SUPPLIED DATA —
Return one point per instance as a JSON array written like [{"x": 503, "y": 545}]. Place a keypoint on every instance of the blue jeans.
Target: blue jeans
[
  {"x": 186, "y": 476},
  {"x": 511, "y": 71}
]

EXERCISE AIM — Reproduce the listing above line for line, exactly.

PROBLEM SOLUTION —
Return one point per instance as a JSON array written like [{"x": 503, "y": 545}]. Place a keypoint on every instance of the blue jeans.
Target: blue jeans
[
  {"x": 186, "y": 476},
  {"x": 511, "y": 71}
]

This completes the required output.